◆ Data for this task ◆
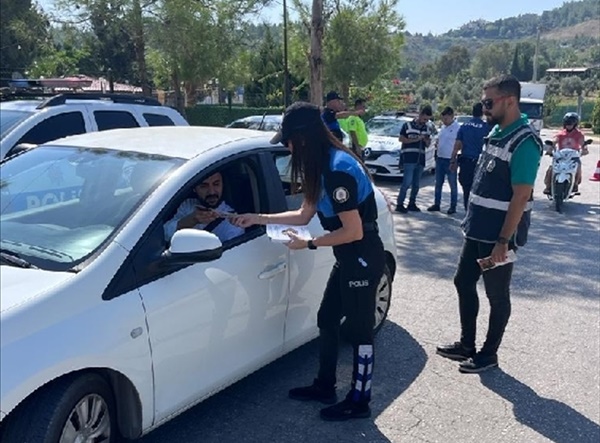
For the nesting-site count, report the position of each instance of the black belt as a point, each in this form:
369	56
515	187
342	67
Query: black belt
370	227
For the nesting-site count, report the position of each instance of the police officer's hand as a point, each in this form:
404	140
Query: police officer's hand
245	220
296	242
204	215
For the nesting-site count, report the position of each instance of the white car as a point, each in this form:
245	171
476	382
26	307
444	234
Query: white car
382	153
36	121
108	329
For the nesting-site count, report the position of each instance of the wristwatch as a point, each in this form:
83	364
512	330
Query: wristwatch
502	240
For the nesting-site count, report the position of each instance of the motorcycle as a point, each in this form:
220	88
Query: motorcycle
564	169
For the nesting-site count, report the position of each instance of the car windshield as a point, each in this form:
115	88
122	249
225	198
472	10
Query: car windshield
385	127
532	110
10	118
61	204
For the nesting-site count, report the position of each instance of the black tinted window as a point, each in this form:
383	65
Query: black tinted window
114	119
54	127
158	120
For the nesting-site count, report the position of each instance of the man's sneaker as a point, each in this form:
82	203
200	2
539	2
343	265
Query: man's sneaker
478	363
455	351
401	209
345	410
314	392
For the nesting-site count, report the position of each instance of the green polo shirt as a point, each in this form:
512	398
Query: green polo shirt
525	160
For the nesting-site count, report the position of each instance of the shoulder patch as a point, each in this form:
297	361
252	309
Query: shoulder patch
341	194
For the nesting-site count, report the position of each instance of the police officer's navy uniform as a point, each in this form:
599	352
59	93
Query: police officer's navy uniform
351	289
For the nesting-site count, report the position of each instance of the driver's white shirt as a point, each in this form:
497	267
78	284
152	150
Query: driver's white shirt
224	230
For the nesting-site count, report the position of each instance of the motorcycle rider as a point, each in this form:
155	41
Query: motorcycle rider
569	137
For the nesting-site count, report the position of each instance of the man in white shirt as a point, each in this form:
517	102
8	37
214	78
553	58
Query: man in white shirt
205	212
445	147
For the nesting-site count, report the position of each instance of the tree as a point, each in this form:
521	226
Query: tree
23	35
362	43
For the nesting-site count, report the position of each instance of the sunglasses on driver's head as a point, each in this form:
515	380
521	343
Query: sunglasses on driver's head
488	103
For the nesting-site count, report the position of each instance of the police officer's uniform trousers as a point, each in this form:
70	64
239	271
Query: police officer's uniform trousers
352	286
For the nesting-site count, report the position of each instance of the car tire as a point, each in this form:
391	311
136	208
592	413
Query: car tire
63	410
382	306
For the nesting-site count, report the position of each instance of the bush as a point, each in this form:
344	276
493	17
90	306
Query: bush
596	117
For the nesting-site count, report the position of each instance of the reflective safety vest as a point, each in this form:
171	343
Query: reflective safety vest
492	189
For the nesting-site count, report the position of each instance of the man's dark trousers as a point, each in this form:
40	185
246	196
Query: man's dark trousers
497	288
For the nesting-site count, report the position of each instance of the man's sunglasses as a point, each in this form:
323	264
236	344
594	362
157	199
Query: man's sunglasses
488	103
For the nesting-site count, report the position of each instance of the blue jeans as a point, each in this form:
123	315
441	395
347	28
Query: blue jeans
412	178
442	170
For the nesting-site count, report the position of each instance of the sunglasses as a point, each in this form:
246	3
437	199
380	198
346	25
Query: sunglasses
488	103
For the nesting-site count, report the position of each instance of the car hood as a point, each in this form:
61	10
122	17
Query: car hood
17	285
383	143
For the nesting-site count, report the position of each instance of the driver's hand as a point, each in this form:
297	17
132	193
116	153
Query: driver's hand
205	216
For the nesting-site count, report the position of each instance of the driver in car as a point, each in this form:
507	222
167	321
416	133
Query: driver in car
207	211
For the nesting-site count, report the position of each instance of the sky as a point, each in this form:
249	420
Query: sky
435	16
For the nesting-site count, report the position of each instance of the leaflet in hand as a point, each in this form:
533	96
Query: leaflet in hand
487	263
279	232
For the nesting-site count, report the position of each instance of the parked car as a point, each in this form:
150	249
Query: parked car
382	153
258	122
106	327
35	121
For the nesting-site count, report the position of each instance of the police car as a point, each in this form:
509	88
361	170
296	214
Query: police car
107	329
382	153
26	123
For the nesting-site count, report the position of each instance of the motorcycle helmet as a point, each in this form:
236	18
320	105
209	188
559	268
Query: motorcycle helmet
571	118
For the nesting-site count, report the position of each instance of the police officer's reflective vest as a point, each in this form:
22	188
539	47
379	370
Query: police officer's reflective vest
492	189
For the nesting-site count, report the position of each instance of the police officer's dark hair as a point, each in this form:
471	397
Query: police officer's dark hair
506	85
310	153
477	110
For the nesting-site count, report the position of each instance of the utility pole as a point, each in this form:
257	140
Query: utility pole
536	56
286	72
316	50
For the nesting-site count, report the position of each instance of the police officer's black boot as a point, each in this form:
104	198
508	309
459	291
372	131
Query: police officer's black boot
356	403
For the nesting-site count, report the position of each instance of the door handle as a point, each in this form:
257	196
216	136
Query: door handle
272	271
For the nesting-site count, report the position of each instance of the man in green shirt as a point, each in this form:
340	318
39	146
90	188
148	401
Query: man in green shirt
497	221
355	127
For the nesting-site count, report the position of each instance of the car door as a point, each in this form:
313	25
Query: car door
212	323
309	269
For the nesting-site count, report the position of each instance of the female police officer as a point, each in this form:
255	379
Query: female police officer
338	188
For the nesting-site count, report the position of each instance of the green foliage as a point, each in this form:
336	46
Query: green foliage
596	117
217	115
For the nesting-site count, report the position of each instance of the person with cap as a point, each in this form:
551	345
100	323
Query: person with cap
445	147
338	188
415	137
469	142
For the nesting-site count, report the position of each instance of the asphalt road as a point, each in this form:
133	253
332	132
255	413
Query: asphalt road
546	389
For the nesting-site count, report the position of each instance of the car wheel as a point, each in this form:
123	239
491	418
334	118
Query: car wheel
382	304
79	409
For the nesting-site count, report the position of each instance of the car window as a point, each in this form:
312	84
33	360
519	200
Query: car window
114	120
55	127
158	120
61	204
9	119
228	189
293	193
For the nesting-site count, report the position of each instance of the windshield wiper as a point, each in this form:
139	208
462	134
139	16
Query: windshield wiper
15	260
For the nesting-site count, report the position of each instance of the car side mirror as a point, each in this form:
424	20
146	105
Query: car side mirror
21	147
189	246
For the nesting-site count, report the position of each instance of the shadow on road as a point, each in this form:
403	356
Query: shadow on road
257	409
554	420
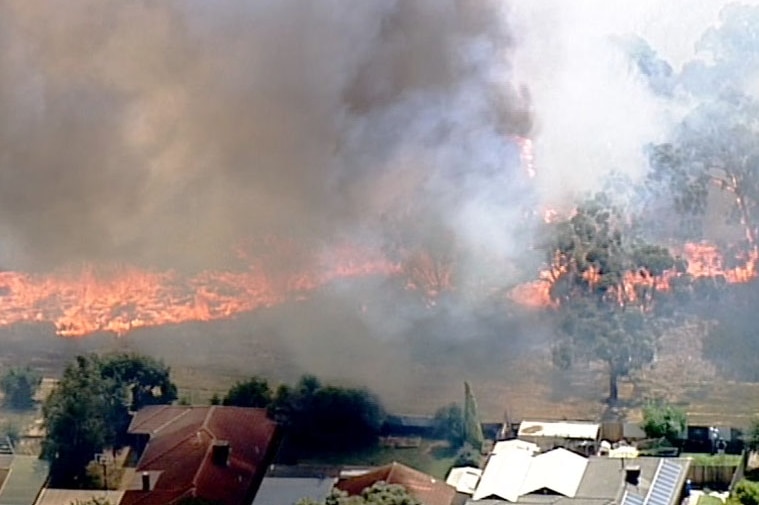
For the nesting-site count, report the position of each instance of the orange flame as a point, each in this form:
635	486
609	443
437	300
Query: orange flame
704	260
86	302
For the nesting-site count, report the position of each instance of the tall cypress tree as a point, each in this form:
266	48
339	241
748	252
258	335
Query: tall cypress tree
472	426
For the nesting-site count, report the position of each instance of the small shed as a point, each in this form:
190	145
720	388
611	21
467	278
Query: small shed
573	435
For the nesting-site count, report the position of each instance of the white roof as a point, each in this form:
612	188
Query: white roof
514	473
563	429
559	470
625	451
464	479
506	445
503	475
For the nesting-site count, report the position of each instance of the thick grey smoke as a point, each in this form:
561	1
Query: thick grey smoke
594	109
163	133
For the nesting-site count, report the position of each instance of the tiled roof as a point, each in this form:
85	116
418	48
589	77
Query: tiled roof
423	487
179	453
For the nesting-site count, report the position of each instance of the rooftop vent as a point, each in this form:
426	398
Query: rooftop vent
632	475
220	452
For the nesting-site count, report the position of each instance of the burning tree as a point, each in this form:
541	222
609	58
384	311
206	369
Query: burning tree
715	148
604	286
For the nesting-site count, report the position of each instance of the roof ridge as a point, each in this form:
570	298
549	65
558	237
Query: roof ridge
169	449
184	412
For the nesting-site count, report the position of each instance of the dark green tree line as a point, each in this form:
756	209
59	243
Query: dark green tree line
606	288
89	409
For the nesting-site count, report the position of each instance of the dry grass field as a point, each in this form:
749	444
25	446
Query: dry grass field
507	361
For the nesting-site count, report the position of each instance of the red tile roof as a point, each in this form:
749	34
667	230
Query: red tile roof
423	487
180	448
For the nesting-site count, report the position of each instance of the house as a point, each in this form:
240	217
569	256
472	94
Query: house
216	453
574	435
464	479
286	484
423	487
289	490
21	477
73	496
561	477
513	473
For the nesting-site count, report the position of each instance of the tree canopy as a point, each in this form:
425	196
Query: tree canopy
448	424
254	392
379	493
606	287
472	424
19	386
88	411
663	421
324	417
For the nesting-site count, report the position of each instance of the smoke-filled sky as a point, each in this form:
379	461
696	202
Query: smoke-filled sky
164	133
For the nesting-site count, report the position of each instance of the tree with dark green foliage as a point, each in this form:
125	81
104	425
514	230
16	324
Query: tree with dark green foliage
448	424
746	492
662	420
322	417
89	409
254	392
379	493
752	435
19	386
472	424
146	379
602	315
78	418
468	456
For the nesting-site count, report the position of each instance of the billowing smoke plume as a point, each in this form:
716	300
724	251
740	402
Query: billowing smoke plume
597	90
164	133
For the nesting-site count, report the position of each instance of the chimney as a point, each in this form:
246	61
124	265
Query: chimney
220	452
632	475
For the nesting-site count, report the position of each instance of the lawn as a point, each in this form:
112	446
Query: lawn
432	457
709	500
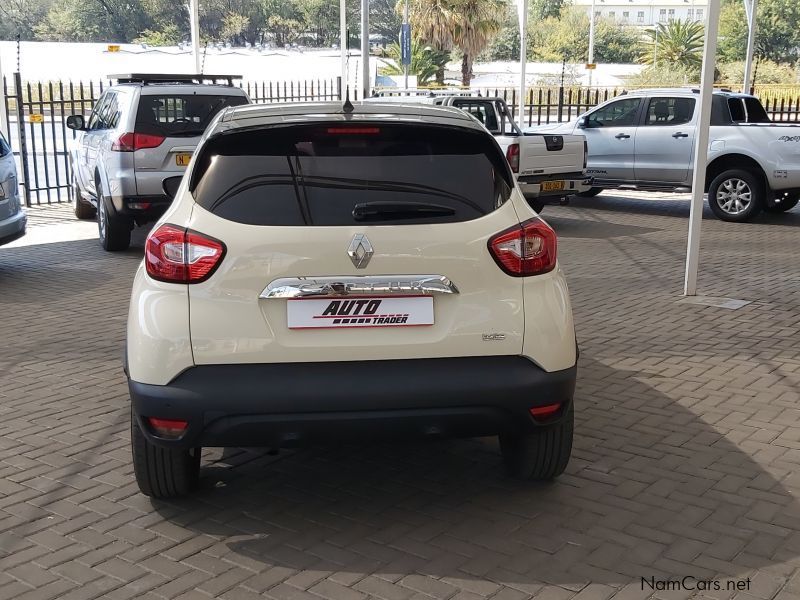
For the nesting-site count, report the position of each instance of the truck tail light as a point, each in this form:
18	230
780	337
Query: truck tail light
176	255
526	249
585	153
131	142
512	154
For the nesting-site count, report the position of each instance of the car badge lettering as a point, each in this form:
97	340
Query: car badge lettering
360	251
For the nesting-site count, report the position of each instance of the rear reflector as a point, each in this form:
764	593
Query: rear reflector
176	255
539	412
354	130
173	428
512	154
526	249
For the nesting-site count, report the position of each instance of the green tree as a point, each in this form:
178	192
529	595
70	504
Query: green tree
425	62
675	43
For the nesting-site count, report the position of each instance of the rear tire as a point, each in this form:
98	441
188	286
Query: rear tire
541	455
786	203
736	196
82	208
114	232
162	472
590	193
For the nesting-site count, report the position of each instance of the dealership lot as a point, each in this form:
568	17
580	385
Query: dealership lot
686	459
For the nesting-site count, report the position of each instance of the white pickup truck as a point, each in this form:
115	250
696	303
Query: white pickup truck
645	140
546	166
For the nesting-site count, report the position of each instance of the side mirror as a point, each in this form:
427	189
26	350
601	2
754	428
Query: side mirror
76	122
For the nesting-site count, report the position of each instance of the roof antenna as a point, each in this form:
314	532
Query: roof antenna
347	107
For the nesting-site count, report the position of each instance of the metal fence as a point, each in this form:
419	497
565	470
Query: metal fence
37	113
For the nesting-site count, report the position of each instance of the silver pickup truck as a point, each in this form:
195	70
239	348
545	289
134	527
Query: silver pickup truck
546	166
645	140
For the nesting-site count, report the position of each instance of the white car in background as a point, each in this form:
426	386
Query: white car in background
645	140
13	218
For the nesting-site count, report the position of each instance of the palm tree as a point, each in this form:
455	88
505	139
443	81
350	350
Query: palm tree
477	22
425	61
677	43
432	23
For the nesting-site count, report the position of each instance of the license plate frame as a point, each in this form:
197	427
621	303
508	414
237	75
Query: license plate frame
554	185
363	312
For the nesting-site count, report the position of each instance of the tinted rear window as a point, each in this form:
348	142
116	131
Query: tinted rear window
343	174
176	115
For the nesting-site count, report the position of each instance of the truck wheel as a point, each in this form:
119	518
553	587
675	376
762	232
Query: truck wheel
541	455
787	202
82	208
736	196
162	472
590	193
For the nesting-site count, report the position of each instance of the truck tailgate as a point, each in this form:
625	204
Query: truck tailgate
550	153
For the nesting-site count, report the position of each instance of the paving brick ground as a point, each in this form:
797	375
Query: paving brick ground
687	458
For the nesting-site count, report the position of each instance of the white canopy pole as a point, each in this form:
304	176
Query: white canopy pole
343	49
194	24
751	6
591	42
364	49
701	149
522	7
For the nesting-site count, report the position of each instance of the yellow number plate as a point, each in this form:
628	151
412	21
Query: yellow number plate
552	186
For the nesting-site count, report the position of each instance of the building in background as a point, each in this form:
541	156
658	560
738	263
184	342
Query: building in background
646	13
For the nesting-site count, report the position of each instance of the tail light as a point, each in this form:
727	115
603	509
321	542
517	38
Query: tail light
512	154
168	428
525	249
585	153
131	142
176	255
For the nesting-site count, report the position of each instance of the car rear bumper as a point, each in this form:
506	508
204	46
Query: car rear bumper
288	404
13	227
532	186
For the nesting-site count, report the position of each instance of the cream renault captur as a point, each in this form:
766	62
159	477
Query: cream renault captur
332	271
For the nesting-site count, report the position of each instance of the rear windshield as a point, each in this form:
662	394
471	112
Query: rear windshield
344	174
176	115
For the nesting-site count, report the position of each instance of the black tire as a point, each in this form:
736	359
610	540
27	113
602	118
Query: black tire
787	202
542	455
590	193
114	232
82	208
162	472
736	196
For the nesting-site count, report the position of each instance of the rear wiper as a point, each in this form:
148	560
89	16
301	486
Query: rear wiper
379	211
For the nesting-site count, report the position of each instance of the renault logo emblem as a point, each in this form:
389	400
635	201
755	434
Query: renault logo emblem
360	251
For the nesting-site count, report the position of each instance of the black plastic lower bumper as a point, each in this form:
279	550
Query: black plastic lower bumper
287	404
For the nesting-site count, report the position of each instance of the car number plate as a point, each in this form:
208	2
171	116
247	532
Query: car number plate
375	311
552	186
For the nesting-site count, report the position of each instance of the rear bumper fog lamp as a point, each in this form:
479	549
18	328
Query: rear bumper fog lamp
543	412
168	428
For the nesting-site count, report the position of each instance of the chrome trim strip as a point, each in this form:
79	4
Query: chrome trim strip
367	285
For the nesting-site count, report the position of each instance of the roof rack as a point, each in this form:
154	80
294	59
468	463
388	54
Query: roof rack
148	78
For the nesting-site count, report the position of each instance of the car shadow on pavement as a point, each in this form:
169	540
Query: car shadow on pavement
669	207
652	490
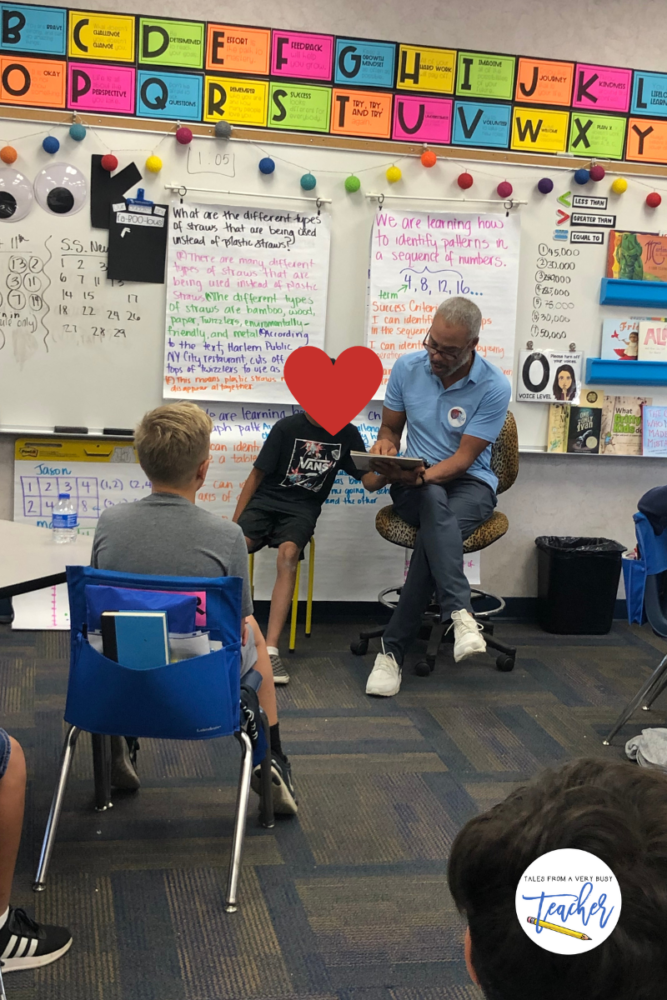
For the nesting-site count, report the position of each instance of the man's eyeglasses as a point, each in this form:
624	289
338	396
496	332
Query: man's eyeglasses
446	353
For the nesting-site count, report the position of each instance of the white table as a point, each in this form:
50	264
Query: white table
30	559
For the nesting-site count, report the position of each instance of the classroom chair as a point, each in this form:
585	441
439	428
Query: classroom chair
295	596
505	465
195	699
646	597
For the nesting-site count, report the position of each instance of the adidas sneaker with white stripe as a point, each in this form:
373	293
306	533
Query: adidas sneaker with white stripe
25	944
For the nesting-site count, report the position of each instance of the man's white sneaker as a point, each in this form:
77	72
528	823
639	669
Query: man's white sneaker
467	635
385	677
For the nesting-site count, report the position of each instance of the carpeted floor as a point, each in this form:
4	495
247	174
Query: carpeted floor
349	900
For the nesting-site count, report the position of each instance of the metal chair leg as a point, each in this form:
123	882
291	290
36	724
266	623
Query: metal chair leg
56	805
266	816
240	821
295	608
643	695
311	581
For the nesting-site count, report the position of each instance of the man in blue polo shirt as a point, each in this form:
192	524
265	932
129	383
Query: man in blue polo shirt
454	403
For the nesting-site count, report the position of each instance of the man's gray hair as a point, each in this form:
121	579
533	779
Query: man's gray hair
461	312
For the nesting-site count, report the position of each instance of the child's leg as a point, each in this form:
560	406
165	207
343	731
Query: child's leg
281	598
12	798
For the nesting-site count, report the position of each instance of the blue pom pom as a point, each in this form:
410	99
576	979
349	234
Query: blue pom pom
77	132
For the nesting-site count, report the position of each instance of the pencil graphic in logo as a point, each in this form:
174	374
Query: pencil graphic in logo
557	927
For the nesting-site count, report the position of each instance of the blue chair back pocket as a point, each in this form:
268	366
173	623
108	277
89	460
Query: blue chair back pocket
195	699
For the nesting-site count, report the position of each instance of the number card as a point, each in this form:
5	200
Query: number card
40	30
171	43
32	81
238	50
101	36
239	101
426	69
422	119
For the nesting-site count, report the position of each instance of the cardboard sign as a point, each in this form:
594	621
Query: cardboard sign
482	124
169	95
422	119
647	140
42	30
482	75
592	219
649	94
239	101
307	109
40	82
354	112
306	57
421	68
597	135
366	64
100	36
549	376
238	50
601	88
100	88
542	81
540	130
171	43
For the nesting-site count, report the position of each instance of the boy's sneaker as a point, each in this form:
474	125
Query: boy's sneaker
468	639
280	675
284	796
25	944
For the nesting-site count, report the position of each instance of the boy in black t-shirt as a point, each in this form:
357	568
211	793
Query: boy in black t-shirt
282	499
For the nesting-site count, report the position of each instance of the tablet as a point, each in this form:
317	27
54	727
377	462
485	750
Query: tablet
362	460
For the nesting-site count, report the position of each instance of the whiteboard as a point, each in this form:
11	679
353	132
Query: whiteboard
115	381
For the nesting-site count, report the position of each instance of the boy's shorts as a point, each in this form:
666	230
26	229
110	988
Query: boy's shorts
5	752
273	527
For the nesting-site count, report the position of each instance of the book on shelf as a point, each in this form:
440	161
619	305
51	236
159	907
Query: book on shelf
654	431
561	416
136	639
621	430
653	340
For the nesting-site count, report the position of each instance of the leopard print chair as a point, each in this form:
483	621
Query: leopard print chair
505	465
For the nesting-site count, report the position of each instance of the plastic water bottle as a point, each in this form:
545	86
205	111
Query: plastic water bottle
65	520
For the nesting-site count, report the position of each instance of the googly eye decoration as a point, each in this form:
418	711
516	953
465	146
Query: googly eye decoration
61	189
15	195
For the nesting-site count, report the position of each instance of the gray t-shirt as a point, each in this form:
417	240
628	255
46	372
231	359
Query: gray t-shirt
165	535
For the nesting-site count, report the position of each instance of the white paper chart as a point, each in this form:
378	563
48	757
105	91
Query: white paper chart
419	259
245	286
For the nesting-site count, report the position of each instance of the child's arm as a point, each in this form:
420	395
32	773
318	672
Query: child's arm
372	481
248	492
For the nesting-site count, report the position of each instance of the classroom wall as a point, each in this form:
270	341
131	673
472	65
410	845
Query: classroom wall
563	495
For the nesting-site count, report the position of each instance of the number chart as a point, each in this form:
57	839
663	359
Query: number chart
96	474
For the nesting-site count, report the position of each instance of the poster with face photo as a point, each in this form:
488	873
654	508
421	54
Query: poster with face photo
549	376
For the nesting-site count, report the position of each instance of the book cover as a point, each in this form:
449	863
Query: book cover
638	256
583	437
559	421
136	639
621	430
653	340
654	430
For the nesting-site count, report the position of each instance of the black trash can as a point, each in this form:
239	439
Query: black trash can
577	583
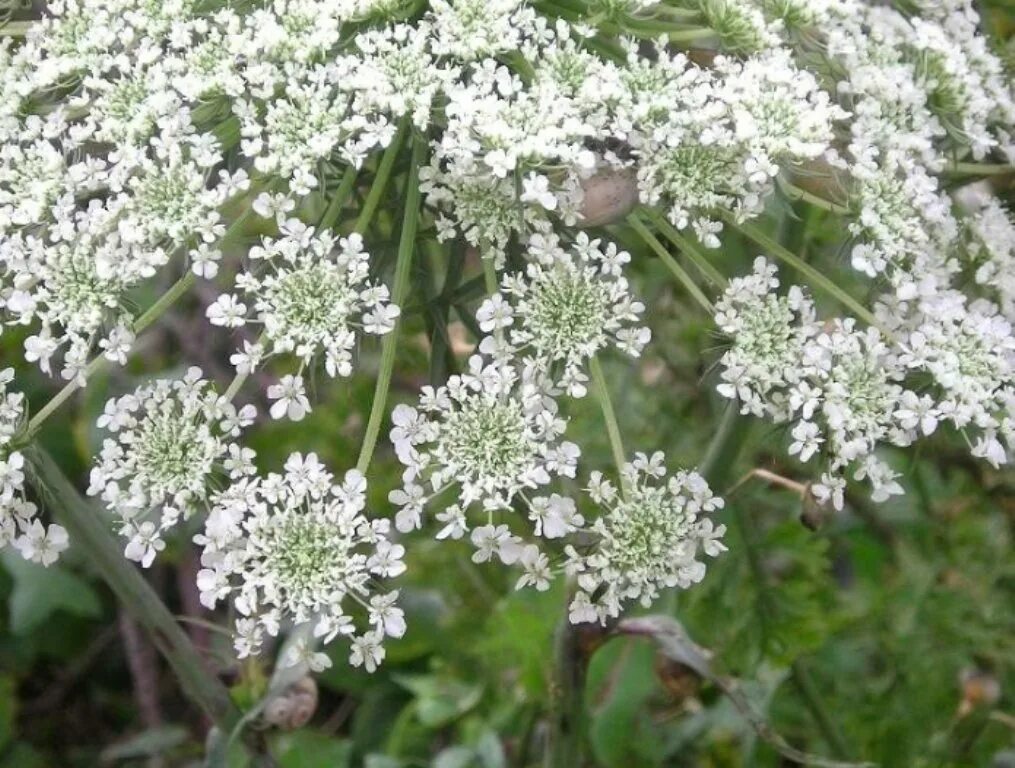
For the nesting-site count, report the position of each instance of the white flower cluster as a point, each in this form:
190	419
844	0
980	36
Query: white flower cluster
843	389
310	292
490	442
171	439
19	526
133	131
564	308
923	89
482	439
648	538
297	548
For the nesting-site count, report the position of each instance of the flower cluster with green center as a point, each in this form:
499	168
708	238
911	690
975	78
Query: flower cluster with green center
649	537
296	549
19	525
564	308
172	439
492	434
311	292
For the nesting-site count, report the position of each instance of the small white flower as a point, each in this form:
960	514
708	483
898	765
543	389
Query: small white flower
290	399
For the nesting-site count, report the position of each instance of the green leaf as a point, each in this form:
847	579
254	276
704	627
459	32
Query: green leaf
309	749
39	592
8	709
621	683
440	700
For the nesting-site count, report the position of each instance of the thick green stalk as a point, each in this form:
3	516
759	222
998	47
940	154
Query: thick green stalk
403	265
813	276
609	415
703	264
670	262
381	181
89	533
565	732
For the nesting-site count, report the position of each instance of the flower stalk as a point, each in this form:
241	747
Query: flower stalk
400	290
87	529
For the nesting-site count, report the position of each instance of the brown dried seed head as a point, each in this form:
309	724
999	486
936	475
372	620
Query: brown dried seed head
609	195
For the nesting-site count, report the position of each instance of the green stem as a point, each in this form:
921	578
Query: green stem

◆ Exercise objective ◆
Pull out every line from the one with "the small white" to the end of the listing, and output only those.

◆ Worked answer ◆
For the nesting-site count, report the position of each instance of the small white flower as a point, each in this form:
960	514
708	483
898	765
543	389
Query: small white flower
290	399
For the nesting-site count, report the position of each instance of the green leaf as a point, each in this form:
847	579
254	276
704	627
459	32
Query: green leaf
309	749
39	592
8	709
621	683
440	700
For the nesting-site count, report the position of each instance of the thick green stalk as a point, each in this form:
3	516
759	222
998	47
940	154
Query: thick green stalk
403	265
813	276
609	415
703	264
670	262
381	181
89	533
565	732
For the nesting-site count, report the position of each instance of the flower stalk as a point, each in this form:
241	747
Query: flower stalk
400	290
87	529
For the nesting-site count, report the position of each instance of the brown dried seed head as a point, each in this form:
309	724
999	486
936	475
372	620
Query: brown dried seed head
609	195
For the nesting-site count, report the position of each instance of the green stem as a point, each in this form:
921	578
Query: green stem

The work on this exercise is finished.